At 18.15 today, the Holy Father Francis left the Vatican by car, destined for the Basilica of St. John Lateran where, at 19.00, he opened the ecclesial Convention of the Diocese of Rome, which takes as its theme this year: “Do not leave us alone! Accompanying parents in the education of teenage children”.
Before the opening discourse, at 18.30 in the Hall of the Palazzo dei Canonici, the Pope met several families of immigrants hosted by the parishes and religious institutes of the Diocese of Rome.
The following is the Holy Father’s address to those present:
Holy Father’s Address
As that priest said, “Before speaking, I’ll say a couple of words”
I want to thank Cardinal Vallini for his words and I would like to say something he was not able to say as it is a secret, but the Pope can say it. When, after the election, I was told that I had to go first to the Pauline Chapel and then on the balcony to greet the people, I immediately remembered the name of the Cardinal Vicar: “I am a bishop, there is a vicar general ...”. Immediately. I also found it reassuring. And I called him. And on the other hand, Cardinal Hummes, who was next to me during the scrutiny and said things that helped me. These two accompanied me, and from that moment I said, “On the balcony with my vicar”. There, on the balcony. Since then he has accompanied me, and I want to thank him. He has so many virtues and also a sense of objectivity that has helped me many times, because sometimes I “fly off” and he has brought me back to earth with such charity ... Thank you, Eminence, for your company. But Cardinal Vallini does not retire, because he belongs to six Congregations and will continue to work, and it is better so, for a Neapolitan without work would be a calamity in the diocese ... [laughter and applause] I want to thank him publicly for his Help. Thank you!
And to you all, good afternoon.
Thank you for the opportunity to be able to begin this diocesan Convention, in which you will consider a theme that is important for the life of our families: accompanying parents in the education of their teenage children.

### Dataset extract

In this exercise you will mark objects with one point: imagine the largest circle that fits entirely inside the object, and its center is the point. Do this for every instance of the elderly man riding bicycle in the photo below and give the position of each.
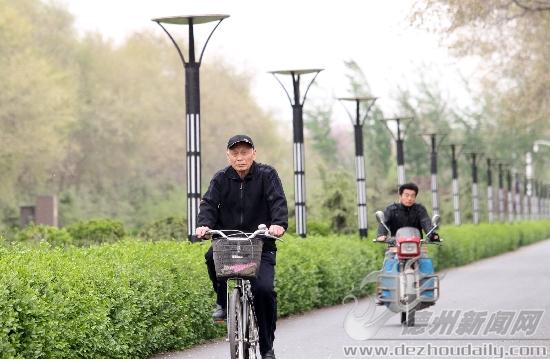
(241, 197)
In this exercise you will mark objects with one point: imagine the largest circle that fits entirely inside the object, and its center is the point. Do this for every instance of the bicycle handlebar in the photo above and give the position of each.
(260, 231)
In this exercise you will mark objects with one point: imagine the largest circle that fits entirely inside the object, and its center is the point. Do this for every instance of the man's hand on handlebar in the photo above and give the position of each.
(201, 231)
(276, 230)
(434, 237)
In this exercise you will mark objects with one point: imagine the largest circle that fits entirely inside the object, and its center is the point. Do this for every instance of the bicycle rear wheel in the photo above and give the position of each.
(234, 321)
(251, 334)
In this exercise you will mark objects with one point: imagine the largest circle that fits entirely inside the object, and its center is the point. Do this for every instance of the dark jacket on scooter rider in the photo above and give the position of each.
(398, 215)
(243, 204)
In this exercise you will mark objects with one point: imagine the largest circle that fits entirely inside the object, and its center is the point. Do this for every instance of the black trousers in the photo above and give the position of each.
(265, 297)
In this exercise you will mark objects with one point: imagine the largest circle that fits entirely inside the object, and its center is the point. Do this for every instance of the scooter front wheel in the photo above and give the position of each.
(408, 319)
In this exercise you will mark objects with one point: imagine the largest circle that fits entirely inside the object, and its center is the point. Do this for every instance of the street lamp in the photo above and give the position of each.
(475, 190)
(490, 200)
(433, 169)
(360, 173)
(543, 207)
(192, 102)
(297, 103)
(456, 188)
(398, 137)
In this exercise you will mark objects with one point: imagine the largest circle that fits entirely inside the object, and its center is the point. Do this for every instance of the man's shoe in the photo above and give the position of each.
(219, 314)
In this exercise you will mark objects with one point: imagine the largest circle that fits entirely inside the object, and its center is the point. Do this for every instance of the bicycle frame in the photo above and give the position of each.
(247, 316)
(242, 335)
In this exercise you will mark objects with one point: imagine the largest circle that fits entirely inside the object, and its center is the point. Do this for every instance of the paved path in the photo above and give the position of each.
(509, 283)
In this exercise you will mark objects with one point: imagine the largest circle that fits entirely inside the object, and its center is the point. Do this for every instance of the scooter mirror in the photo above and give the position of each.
(380, 217)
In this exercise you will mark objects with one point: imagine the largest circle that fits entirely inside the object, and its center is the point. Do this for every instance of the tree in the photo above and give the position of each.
(511, 38)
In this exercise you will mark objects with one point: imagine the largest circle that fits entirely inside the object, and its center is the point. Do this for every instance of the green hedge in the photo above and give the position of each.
(96, 231)
(134, 298)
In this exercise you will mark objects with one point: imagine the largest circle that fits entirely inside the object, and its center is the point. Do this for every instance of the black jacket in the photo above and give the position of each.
(233, 203)
(397, 216)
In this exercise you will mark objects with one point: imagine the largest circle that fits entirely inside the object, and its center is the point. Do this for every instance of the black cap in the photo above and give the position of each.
(238, 139)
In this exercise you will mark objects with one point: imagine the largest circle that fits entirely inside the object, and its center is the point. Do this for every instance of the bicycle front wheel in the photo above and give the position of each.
(234, 323)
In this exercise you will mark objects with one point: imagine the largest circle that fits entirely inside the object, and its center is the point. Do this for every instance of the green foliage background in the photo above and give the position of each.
(134, 298)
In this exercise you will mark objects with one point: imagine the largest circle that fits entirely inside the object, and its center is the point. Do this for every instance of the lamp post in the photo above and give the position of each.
(399, 138)
(297, 103)
(192, 102)
(536, 148)
(517, 194)
(358, 120)
(475, 190)
(456, 188)
(490, 200)
(500, 193)
(510, 200)
(433, 169)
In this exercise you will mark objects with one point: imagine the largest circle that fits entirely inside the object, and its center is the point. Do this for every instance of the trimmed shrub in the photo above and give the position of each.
(36, 234)
(134, 298)
(96, 231)
(171, 228)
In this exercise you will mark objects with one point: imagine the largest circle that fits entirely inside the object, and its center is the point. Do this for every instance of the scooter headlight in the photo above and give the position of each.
(409, 248)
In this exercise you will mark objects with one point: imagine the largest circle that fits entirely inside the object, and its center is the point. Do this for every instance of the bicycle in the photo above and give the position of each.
(238, 257)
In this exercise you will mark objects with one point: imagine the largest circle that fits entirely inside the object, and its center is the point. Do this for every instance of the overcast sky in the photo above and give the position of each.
(260, 36)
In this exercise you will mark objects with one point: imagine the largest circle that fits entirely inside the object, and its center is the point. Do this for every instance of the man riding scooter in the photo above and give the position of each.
(406, 213)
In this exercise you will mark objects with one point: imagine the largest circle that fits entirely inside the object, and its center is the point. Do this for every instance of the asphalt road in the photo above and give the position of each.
(488, 309)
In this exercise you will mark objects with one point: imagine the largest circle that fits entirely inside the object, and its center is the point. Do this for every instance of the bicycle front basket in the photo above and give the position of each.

### Your task
Could you print the whole report of the Pope's address in Rome, word for word? Rely only on the report of the Pope's address in Rome.

### Worked solution
At 18.15 today, the Holy Father Francis left the Vatican by car, destined for the Basilica of St. John Lateran where, at 19.00, he opened the ecclesial Convention of the Diocese of Rome, which takes as its theme this year: “Do not leave us alone! Accompanying parents in the education of teenage children”.
Before the opening discourse, at 18.30 in the Hall of the Palazzo dei Canonici, the Pope met several families of immigrants hosted by the parishes and religious institutes of the Diocese of Rome.
The following is the Holy Father’s address to those present:
Holy Father’s Address
As that priest said, “Before speaking, I’ll say a couple of words”
I want to thank Cardinal Vallini for his words and I would like to say something he was not able to say as it is a secret, but the Pope can say it. When, after the election, I was told that I had to go first to the Pauline Chapel and then on the balcony to greet the people, I immediately remembered the name of the Cardinal Vicar: “I am a bishop, there is a vicar general ...”. Immediately. I also found it reassuring. And I called him. And on the other hand, Cardinal Hummes, who was next to me during the scrutiny and said things that helped me. These two accompanied me, and from that moment I said, “On the balcony with my vicar”. There, on the balcony. Since then he has accompanied me, and I want to thank him. He has so many virtues and also a sense of objectivity that has helped me many times, because sometimes I “fly off” and he has brought me back to earth with such charity ... Thank you, Eminence, for your company. But Cardinal Vallini does not retire, because he belongs to six Congregations and will continue to work, and it is better so, for a Neapolitan without work would be a calamity in the diocese ... [laughter and applause] I want to thank him publicly for his Help. Thank you!
And to you all, good afternoon.
Thank you for the opportunity to be able to begin this diocesan Convention, in which you will consider a theme that is important for the life of our families: accompanying parents in the education of their teenage children.